AIM OF THE TASK: Your reply should reproduce each line below exactly and carry none of the pictures.

..............................

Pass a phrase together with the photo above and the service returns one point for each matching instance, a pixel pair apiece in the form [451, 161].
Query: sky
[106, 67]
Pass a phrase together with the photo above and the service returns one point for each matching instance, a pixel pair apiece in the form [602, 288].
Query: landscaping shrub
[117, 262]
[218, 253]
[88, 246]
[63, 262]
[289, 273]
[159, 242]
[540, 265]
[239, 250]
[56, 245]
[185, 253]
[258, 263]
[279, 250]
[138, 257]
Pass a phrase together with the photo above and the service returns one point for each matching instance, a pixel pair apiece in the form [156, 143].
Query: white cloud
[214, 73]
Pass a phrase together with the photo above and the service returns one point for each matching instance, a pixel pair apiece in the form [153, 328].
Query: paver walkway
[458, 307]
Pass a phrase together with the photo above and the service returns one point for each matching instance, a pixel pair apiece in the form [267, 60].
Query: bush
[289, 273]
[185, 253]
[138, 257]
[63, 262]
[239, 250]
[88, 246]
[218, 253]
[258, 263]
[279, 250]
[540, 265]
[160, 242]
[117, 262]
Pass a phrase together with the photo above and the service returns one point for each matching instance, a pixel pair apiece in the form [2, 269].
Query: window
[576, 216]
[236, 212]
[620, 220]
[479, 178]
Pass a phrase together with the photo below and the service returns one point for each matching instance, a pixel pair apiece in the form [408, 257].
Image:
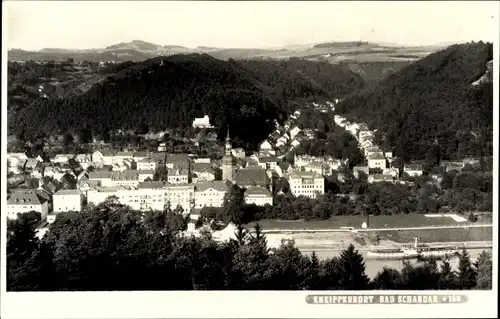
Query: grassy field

..............................

SOLUTION TO THE PROBLEM:
Pass a phrase together with the photo above and the service returns one point for each matching instance, a pixel pair apiece in the form [451, 161].
Query: sky
[106, 67]
Pass a phrase together with the photo above and the service returns one point for each matching instance, a pixel pair apiece in the form [602, 288].
Query: landscaping shrub
[117, 262]
[218, 253]
[88, 246]
[63, 262]
[289, 273]
[159, 242]
[540, 265]
[239, 250]
[56, 245]
[185, 253]
[258, 263]
[279, 250]
[138, 257]
Pass a phrase together with the photo above and the service returns one point for each matching instance, a pixel pair apiece in the form [156, 143].
Query: white cloud
[214, 73]
Pass a phrase together with the photo above and the service returns one point for each matching instance, a pixel pair apiece in the form [153, 328].
Query: paver walkway
[458, 307]
Pass a phrase together with the photo above and the service returns one point for each matching instance, a pixel pair apiece in the form [267, 60].
Query: bush
[289, 273]
[185, 253]
[138, 257]
[63, 262]
[239, 250]
[88, 246]
[218, 253]
[258, 263]
[279, 250]
[540, 265]
[160, 242]
[117, 262]
Pass a phrase together with the photo above and the service returns one point for each matching instance, a pixel pair apiece in the form [2, 269].
Query: window
[576, 216]
[236, 212]
[620, 220]
[479, 178]
Pass a phrase together with the photo below and the service returns one point for each matching instance, a pixel pair apiece in the form [408, 257].
Image:
Query: grassy field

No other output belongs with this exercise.